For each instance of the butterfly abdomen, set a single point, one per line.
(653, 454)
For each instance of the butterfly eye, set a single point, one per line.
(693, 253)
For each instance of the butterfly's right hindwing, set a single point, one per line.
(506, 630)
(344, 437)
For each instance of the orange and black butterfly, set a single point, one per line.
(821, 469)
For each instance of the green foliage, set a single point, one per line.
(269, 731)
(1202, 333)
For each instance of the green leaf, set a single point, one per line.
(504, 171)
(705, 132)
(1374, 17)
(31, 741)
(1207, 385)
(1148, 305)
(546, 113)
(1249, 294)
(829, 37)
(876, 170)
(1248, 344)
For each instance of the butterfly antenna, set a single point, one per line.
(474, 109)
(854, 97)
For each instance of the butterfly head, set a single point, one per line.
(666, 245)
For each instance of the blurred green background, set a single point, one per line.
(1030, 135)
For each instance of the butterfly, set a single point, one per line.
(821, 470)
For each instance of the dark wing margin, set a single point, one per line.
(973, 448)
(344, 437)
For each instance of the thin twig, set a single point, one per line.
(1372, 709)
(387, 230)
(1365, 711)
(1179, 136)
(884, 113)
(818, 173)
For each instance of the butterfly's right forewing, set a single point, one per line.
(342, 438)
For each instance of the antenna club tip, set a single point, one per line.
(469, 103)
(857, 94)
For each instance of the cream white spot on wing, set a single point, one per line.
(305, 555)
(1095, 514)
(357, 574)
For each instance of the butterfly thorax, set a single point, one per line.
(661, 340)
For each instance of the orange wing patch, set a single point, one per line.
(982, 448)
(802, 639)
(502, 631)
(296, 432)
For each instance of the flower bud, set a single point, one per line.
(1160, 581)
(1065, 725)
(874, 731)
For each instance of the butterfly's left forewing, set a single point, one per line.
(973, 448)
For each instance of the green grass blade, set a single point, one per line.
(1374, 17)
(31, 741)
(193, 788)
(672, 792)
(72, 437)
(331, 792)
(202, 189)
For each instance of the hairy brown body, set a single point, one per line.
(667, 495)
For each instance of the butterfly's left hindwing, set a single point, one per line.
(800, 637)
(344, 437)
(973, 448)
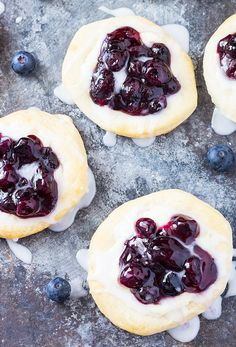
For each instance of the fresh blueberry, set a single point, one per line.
(23, 63)
(221, 158)
(58, 289)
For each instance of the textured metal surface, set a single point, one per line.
(175, 160)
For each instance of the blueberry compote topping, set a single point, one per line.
(227, 51)
(165, 261)
(148, 78)
(21, 196)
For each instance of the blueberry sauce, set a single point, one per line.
(20, 196)
(149, 79)
(165, 262)
(227, 53)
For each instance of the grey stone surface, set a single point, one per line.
(122, 173)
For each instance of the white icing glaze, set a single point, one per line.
(179, 33)
(68, 220)
(144, 142)
(232, 281)
(186, 332)
(62, 94)
(109, 139)
(221, 124)
(82, 258)
(18, 20)
(2, 8)
(234, 252)
(20, 251)
(214, 311)
(122, 11)
(77, 289)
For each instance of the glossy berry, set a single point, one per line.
(227, 53)
(157, 263)
(221, 158)
(171, 284)
(58, 289)
(186, 230)
(24, 197)
(145, 227)
(149, 79)
(23, 63)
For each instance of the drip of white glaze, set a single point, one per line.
(122, 11)
(179, 33)
(82, 258)
(21, 252)
(2, 8)
(214, 311)
(232, 282)
(62, 94)
(34, 108)
(77, 289)
(18, 20)
(186, 332)
(120, 77)
(109, 139)
(144, 142)
(68, 220)
(221, 124)
(28, 171)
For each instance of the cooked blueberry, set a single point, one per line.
(32, 197)
(133, 276)
(156, 72)
(171, 284)
(221, 158)
(168, 252)
(227, 53)
(58, 289)
(145, 227)
(23, 63)
(183, 228)
(157, 263)
(149, 79)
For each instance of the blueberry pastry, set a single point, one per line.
(158, 261)
(130, 77)
(43, 171)
(220, 67)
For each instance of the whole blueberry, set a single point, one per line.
(58, 289)
(221, 158)
(23, 63)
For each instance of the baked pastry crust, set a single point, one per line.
(115, 301)
(59, 133)
(221, 88)
(81, 59)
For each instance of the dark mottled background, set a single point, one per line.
(27, 318)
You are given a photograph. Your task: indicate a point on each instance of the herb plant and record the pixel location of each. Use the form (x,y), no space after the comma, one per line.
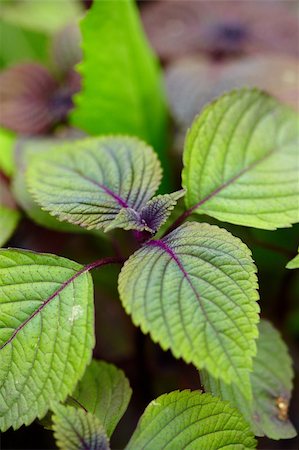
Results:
(191,285)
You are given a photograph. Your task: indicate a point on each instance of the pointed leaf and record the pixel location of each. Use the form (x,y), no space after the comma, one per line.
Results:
(294,263)
(46,332)
(7,140)
(151,216)
(129,97)
(193,421)
(88,182)
(26,149)
(77,429)
(241,161)
(194,291)
(271,382)
(105,392)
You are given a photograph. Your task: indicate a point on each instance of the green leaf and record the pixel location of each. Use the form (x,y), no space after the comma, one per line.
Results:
(271,382)
(105,392)
(26,149)
(76,429)
(294,263)
(9,219)
(122,90)
(9,216)
(46,332)
(191,420)
(195,292)
(151,216)
(45,16)
(7,140)
(22,45)
(88,182)
(241,161)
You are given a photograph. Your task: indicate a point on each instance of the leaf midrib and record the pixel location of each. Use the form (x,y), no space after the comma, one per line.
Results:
(44,304)
(231,180)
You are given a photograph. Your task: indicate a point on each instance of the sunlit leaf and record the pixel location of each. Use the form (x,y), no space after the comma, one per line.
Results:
(88,182)
(104,391)
(25,150)
(122,91)
(193,421)
(194,291)
(46,332)
(241,161)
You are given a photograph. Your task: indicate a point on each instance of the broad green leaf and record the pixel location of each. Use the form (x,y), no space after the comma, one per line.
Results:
(104,391)
(25,151)
(122,90)
(7,140)
(46,332)
(241,161)
(194,291)
(151,216)
(77,429)
(88,182)
(9,219)
(193,421)
(21,45)
(271,382)
(294,263)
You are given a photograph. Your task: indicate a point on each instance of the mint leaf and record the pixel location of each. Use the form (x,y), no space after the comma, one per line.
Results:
(241,161)
(191,420)
(105,392)
(76,429)
(294,263)
(151,216)
(7,140)
(9,216)
(9,219)
(194,291)
(271,381)
(122,90)
(88,182)
(46,332)
(25,151)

***

Task instructions:
Drop the pictures, then write out everything else in the records exactly.

Finished task:
For each instance of the butterfly abdomen, set a single point, one per line.
(653, 454)
For each instance of the butterfly eye, set a single point, one per line.
(693, 253)
For each instance of the butterfly's right hindwing, set a single point, one per line.
(506, 630)
(344, 437)
For each instance of the orange and black butterfly, set a single point, one per line.
(821, 469)
For each instance of the green foliage, set a single point, one per line.
(269, 731)
(1202, 333)
For each instance of the green leaf, set a single point, one per line.
(504, 171)
(705, 132)
(1374, 17)
(31, 741)
(1207, 385)
(1148, 305)
(546, 113)
(1249, 294)
(829, 37)
(876, 170)
(1248, 344)
For each instance of the butterfly antenna, set a single point, one per line.
(474, 109)
(854, 97)
For each instance of the butterfly head, set a single point, one per line.
(666, 245)
For each instance of the blurred green background, set a single point, one per line.
(1030, 135)
For each instance of the butterfly, set a single point, one per line.
(821, 470)
For each instance of the dark wing margin, set a single point, one per line.
(973, 448)
(344, 437)
For each instance of the thin twig, set a single point, one per line.
(1372, 709)
(387, 230)
(1365, 711)
(1179, 136)
(884, 113)
(818, 173)
For each instance of the butterfly's right forewing, set a single point, one per line.
(342, 438)
For each instance of the antenna club tip, set a single point, one per line.
(469, 103)
(857, 94)
For each instance of the cream white spot on wing, set a single point, one per line.
(305, 555)
(1095, 514)
(357, 574)
For each instance of the butterfly thorax, set a single point, one per line.
(661, 340)
For each instance of the orange wing patch, set a single point, one per line.
(982, 448)
(802, 639)
(502, 631)
(296, 432)
For each instance of the flower bud, set a single point, one per line.
(1160, 581)
(1065, 725)
(874, 731)
For each instance of the butterfly's left forewing, set a single point, one per line.
(973, 448)
For each instance of the green grass blade, set a single point, one per line.
(1374, 17)
(31, 741)
(193, 788)
(672, 792)
(72, 437)
(331, 792)
(202, 189)
For each instance of the hairy brown body, set a single point, one per line.
(667, 495)
For each instance of the butterfly's left hindwing, set a single point, one per line.
(800, 637)
(344, 437)
(973, 448)
For each instance of the fresh blueberry, set a single point, one per line.
(23, 63)
(221, 158)
(58, 289)
For each instance of the textured metal surface, set a single point, one per line.
(175, 160)
For each instance of the blueberry compote topping, set a single point, one per line.
(227, 51)
(165, 261)
(148, 78)
(21, 196)
For each instance of the blueberry sauce, set a single point, one per line.
(20, 196)
(149, 79)
(165, 262)
(227, 53)
For each instance of the grey stone surface, set a single point, one per line.
(122, 173)
For each instance of the white icing glaze, set a single point, one per line.
(179, 33)
(68, 220)
(144, 142)
(232, 281)
(186, 332)
(62, 94)
(109, 139)
(221, 124)
(82, 258)
(18, 20)
(2, 8)
(234, 252)
(20, 251)
(214, 311)
(122, 11)
(77, 289)
For each instance of the glossy berry, set a single point, one per line.
(227, 53)
(157, 263)
(221, 158)
(171, 284)
(58, 289)
(186, 230)
(24, 197)
(145, 227)
(149, 79)
(23, 63)
For each instance of the drip of white glaze, set a single point, one per line.
(122, 11)
(179, 33)
(82, 258)
(21, 252)
(2, 8)
(214, 311)
(232, 282)
(62, 94)
(34, 108)
(77, 289)
(18, 20)
(186, 332)
(120, 77)
(109, 139)
(144, 142)
(68, 220)
(221, 124)
(28, 171)
For each instance of the cooked blueberry, set a single point, one per line.
(32, 197)
(133, 276)
(156, 72)
(171, 284)
(221, 158)
(168, 252)
(227, 53)
(58, 289)
(145, 227)
(23, 63)
(183, 228)
(157, 263)
(149, 79)
For each instance of the blueberry pastry, set a single point, one per line.
(158, 261)
(130, 77)
(43, 171)
(220, 67)
For each instance of the whole blueberry, set a single point, one per line.
(58, 289)
(221, 158)
(23, 63)
For each instance of the baked pastry crust, set a single point, one per line.
(115, 301)
(59, 133)
(221, 88)
(81, 59)
For each instance of the dark mottled background, set a single point, one per line.
(27, 318)
You are given a photograph. Your task: indicate a point on each instance of the herb plant and record the pixel location of each. Use the form (x,y), no space after the comma, one per line.
Results:
(191,285)
You are given a photograph. Your task: indicate a point on each instance of the pointed leaf and record the pixel location of each. Use the form (x,y), no space after the comma, one per line.
Results:
(294,263)
(46,332)
(7,140)
(151,216)
(129,97)
(193,421)
(88,182)
(26,149)
(77,429)
(241,161)
(194,291)
(271,382)
(105,392)
You are given a photograph. Your task: indicate a point on each instance of the green leaf and record the pixel location of each. Use the form (x,y), no space after the comma, one per line.
Results:
(271,382)
(105,392)
(26,149)
(76,429)
(294,263)
(9,219)
(122,90)
(9,216)
(46,332)
(191,420)
(195,292)
(151,216)
(45,16)
(7,140)
(22,45)
(88,182)
(241,161)
You are given a photograph. Your task: indicate a point on each instance of the leaf midrib and record the pixel location of each. Use the form (x,y), no space after the comma, one per line.
Results:
(44,304)
(231,180)
You are given a photograph. Your task: indicate a point on each instance of the sunlit leaf and record the pixel location of each. Use the form (x,y), no space after the comma, one per line.
Results:
(88,182)
(104,391)
(25,150)
(122,91)
(193,421)
(194,291)
(46,332)
(241,161)
You are given a photograph. Your task: indicate a point on each instance of the broad green leaf and record the pixel location of each. Use the form (x,y), no space after the comma, one per line.
Results:
(104,391)
(25,151)
(122,90)
(7,140)
(46,332)
(241,161)
(194,291)
(151,216)
(77,429)
(88,182)
(9,219)
(193,421)
(21,45)
(271,382)
(294,263)
You are given a photograph. Your task: indicate a point on each instance of the mint leaf and record the pixel location of each. Use the form (x,y), no space after the comma, one per line.
Results:
(241,161)
(191,420)
(105,392)
(76,429)
(294,263)
(151,216)
(7,140)
(9,216)
(9,219)
(194,291)
(271,381)
(122,90)
(88,182)
(46,332)
(25,151)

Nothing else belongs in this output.